[A block of data]
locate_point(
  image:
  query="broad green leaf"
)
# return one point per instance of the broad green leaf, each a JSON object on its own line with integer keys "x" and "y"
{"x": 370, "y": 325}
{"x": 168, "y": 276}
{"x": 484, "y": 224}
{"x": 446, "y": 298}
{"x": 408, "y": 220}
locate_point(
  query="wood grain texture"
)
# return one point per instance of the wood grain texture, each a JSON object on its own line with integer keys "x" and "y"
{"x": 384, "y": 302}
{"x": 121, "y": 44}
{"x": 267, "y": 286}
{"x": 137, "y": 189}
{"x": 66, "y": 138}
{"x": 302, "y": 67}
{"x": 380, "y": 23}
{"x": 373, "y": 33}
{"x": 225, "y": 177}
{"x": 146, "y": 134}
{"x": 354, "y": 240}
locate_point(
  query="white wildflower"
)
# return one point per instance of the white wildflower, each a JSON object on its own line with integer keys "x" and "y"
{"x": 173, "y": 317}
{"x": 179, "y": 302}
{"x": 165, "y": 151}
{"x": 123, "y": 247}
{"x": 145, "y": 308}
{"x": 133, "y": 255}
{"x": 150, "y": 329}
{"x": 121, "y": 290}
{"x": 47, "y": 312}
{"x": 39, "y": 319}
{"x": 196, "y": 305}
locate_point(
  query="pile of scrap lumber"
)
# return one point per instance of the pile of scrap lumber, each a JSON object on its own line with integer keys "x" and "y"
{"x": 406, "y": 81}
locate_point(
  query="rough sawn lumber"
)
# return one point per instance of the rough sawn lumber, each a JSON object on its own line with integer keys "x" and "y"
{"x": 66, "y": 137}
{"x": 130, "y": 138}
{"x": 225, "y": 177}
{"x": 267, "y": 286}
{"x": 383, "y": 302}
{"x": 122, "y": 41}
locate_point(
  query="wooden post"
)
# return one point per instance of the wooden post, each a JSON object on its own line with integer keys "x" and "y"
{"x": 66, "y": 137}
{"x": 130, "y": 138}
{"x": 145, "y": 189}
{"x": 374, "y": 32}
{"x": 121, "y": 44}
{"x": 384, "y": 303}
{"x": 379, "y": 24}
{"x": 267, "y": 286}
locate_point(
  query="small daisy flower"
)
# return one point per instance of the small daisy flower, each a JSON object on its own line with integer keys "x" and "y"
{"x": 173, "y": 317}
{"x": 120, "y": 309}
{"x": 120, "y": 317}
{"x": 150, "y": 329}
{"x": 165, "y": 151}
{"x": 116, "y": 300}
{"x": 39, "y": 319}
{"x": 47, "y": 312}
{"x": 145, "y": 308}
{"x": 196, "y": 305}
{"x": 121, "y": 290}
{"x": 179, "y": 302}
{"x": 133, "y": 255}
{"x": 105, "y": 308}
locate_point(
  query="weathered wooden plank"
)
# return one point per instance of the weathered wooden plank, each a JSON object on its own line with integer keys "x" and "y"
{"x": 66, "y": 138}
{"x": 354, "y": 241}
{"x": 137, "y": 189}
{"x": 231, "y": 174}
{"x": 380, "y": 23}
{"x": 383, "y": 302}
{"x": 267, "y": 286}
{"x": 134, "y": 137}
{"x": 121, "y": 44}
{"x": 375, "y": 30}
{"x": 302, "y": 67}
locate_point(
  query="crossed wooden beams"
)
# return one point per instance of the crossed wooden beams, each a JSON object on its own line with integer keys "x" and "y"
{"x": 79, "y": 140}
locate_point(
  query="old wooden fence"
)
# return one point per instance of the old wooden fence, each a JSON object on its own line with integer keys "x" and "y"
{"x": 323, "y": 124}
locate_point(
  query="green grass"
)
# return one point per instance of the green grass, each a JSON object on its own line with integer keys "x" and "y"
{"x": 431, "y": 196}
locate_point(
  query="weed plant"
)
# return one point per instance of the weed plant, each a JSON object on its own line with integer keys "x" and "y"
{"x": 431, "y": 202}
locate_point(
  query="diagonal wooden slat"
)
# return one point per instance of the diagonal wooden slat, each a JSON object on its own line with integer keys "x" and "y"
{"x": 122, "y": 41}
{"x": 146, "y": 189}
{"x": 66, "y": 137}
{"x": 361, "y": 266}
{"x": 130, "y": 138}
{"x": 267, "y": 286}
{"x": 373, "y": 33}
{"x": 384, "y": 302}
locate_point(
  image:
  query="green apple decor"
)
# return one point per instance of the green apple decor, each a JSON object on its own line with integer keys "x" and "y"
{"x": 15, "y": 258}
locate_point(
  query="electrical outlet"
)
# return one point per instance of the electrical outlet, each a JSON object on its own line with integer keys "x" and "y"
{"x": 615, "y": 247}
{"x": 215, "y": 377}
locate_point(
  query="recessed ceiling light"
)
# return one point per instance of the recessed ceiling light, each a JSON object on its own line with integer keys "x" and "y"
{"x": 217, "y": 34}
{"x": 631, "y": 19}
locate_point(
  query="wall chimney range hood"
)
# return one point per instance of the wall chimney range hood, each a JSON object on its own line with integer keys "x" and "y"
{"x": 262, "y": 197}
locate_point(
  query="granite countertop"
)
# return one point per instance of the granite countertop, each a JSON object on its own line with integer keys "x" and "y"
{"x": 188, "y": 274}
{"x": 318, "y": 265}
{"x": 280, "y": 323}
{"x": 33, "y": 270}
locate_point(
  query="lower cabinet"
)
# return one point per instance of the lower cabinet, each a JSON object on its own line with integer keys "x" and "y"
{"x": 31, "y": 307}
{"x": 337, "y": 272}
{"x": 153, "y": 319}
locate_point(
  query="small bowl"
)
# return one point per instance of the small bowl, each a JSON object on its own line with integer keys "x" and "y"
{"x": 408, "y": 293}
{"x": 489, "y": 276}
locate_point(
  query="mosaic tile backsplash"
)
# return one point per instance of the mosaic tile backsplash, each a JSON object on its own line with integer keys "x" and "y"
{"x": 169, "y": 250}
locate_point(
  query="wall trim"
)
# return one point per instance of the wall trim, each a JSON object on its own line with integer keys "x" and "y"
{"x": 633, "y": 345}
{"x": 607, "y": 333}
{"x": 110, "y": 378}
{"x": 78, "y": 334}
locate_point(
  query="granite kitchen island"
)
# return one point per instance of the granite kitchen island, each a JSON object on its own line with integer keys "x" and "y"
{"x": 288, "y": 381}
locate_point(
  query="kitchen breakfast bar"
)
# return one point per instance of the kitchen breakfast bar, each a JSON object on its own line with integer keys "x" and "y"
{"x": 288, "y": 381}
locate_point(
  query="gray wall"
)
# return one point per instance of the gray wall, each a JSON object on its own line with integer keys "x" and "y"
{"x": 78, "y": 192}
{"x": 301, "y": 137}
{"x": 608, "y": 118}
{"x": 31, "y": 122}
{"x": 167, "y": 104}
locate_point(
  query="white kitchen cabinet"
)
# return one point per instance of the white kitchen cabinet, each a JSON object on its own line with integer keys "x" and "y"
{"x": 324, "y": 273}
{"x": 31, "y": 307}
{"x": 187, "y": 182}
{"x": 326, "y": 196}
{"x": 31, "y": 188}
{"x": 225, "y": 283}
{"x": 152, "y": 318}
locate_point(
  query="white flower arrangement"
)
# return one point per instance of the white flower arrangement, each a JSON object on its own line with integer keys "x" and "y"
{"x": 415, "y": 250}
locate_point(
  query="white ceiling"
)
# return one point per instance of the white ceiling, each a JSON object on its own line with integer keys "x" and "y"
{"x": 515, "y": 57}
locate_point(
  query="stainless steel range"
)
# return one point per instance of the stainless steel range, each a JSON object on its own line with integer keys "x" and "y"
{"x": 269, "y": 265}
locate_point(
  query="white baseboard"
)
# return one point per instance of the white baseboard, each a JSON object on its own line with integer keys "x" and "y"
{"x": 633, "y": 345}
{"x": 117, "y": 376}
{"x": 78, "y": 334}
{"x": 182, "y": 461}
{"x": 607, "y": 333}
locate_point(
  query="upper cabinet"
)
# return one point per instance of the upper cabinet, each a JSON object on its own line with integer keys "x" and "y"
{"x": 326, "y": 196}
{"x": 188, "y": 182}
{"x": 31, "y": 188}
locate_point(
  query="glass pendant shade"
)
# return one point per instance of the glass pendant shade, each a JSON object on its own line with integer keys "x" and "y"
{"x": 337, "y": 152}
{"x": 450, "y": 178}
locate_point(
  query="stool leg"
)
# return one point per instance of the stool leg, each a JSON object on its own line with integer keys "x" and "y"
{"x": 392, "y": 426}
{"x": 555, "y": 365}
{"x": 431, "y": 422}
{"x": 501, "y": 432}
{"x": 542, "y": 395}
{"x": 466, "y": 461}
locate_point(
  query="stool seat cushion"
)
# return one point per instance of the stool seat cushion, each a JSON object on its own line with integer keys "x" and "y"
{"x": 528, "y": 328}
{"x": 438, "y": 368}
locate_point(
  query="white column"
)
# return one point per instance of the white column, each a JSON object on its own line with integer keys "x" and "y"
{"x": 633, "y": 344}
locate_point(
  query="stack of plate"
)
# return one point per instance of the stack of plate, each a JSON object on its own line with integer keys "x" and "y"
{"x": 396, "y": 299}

[Task requirements] Identify every line of the records above that contains the string "island", and copy each of those lines. Case counts.

[Task solution]
  query="granite kitchen island"
# return one point per instance of the granite kitchen island, each a JSON object on its own line with integer keys "x" and "y"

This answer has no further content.